§ Exercise text
---

It is also important to understand the connections that ends into the throat. Beside the commonly known entrance of trachea, esophagus, oral and nasal cavity, throat is also connected to the ear through the Eustachian tube. That is why one feels to have clogged ear or experience earache in a common cold. This tube is not close to the Adam's apple and it is not common to experience ear problems with an isolated pain near the Adam's apple, yet, the nerves that come from these areas have a lot of overlap and the actual problem might not be limited to the Adam's apple. That is all to say that such a pain might be a heralding symptom of an upper respiratory tract infection which is in development. This infection could be viral or bacterial in origin.

Gastroesophageal reflux disease (GERD) is a very common disorder especially with today's fast-food voluminous dish. GERD is a big masquerader of many throat disorders and should be considered in anyone complaining of any throat problem. It is aggravated by specific foods and our eating habits. It can cause throat's muscles to undergo spasm while muscular spasm by itself can be a cause of throat pain. Spasm could be triggered by an external stimulus which could be eating for the sake of this topic.

Developmentally speaking, head and neck is formed by coming-together of smaller parts. Sometimes, an area is left unfilled between these parts which could not be seen from outside. They can remain unnoticed throughout the life but occasionally they become inflamed or infected and produce symptoms. They can form fistulas or cysts that produce pain on swallow. Thyroid disease are common yet they rarely cause isolated one-sided pain in the throat. In addition, they are usually presented within a group of symptoms.

Unfortunately, head and throat cancers are not diagnosed early because they have a lot of potential soft tissue space to grow before they start producing symptoms. That is to say that although an isolated throat pain which hurts to swallow is not likely to be cancerous, you should definitely see your doctor if such a pain does not go away within a week or two.

---

§ Stored entries
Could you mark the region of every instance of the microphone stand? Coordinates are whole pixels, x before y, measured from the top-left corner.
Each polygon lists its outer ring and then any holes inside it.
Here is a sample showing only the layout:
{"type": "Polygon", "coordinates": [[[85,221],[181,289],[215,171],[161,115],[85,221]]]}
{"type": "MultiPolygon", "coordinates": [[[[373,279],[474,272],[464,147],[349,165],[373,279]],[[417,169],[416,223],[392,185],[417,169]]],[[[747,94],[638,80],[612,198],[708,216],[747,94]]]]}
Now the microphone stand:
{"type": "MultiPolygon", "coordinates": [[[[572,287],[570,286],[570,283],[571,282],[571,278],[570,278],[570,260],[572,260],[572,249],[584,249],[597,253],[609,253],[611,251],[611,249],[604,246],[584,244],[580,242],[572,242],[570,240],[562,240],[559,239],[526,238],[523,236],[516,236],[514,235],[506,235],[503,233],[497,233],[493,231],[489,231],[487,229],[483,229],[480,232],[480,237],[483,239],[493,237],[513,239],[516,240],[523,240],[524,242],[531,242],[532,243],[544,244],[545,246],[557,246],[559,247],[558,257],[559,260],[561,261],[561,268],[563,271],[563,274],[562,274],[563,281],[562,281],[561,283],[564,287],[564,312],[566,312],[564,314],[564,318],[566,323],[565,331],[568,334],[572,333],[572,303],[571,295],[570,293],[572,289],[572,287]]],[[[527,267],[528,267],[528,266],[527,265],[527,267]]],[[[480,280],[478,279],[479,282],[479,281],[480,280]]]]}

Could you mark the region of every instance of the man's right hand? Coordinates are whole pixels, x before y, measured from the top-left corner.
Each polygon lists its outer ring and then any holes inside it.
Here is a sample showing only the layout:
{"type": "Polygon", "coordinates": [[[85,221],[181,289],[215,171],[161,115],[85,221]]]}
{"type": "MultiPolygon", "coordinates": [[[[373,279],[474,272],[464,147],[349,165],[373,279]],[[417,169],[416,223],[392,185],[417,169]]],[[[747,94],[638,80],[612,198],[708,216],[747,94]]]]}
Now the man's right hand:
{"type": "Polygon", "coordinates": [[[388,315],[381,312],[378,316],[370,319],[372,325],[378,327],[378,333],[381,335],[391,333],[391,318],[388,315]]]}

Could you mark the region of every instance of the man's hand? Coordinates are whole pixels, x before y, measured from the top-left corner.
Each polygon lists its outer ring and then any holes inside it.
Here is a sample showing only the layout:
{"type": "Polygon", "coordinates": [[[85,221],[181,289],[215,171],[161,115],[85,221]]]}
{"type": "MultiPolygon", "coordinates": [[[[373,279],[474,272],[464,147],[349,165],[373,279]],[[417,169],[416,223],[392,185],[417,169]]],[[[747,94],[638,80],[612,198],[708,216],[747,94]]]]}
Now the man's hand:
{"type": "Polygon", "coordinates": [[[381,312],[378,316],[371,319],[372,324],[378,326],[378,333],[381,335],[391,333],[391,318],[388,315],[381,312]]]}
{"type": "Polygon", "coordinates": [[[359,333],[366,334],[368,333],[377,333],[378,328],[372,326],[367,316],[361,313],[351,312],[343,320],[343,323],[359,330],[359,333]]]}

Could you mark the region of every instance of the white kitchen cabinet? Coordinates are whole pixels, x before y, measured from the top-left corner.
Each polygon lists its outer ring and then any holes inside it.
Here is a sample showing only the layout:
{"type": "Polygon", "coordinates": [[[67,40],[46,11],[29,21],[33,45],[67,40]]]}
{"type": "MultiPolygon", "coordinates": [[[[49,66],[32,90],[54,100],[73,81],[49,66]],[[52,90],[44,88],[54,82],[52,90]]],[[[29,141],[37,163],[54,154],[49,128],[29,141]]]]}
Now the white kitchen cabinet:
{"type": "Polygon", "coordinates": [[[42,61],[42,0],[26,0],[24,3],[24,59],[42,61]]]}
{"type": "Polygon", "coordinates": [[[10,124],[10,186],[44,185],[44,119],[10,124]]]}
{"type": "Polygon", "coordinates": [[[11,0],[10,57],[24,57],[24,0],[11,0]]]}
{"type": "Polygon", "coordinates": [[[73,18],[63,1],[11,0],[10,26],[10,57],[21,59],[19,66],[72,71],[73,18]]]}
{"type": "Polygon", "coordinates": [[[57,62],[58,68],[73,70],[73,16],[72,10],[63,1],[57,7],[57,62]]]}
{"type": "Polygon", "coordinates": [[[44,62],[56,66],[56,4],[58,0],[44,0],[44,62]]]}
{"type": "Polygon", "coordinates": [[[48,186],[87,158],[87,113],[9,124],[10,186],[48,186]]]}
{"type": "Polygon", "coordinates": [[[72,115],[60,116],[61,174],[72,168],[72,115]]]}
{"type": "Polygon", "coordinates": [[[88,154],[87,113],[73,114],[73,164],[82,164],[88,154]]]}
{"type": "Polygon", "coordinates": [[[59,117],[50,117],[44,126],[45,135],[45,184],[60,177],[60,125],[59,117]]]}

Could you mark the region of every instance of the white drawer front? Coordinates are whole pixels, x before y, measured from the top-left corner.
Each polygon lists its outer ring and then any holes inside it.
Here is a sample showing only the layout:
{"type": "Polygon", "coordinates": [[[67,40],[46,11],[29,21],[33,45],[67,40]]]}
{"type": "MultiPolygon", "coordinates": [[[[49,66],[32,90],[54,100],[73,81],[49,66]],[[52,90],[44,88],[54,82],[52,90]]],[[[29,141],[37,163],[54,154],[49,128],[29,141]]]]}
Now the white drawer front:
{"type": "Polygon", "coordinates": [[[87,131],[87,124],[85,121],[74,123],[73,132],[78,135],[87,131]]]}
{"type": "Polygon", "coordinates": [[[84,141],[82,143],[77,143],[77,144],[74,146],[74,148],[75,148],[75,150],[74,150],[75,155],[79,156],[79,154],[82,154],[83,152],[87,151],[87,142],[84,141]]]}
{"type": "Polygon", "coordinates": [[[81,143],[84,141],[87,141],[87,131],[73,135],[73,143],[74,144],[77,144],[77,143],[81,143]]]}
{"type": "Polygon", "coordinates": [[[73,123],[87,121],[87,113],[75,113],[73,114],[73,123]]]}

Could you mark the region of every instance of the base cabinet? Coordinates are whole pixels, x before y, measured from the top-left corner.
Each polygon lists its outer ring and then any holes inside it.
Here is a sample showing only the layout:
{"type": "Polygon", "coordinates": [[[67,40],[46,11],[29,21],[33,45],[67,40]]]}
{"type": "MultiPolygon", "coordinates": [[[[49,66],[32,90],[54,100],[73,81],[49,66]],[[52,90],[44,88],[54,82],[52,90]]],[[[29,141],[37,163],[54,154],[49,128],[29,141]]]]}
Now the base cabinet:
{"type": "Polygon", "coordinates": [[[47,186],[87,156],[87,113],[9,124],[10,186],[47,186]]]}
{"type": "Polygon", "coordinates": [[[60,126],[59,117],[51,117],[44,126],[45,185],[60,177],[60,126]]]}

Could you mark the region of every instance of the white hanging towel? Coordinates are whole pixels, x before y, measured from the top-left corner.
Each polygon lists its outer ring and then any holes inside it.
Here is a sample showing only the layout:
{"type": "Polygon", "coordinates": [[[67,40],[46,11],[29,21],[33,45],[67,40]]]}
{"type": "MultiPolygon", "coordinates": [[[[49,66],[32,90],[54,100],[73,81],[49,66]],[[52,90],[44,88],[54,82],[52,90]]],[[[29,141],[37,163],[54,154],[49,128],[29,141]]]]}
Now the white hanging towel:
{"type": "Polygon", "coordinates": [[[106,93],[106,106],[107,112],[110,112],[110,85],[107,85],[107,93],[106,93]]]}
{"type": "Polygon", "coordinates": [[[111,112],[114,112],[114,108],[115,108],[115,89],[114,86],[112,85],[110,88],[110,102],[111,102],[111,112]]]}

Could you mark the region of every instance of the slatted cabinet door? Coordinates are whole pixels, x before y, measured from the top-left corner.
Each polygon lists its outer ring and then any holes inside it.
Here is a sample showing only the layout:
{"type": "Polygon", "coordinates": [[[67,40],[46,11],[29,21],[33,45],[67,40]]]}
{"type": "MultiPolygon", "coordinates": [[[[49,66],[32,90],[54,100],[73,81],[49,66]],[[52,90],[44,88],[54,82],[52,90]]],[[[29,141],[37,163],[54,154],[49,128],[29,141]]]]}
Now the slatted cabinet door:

---

§ Activity list
1: According to the throat pain text, which tube connects the throat to the ear?
2: Print the throat pain text starting at "Gastroesophageal reflux disease" and ending at "of this topic.".

§ Answers for the tasks
1: The Eustachian tube.

2:
Gastroesophageal reflux disease (GERD) is a very common disorder especially with today's fast-food voluminous dish. GERD is a big masquerader of many throat disorders and should be considered in anyone complaining of any throat problem. It is aggravated by specific foods and our eating habits. It can cause throat's muscles to undergo spasm while muscular spasm by itself can be a cause of throat pain. Spasm could be triggered by an external stimulus which could be eating for the sake of this topic.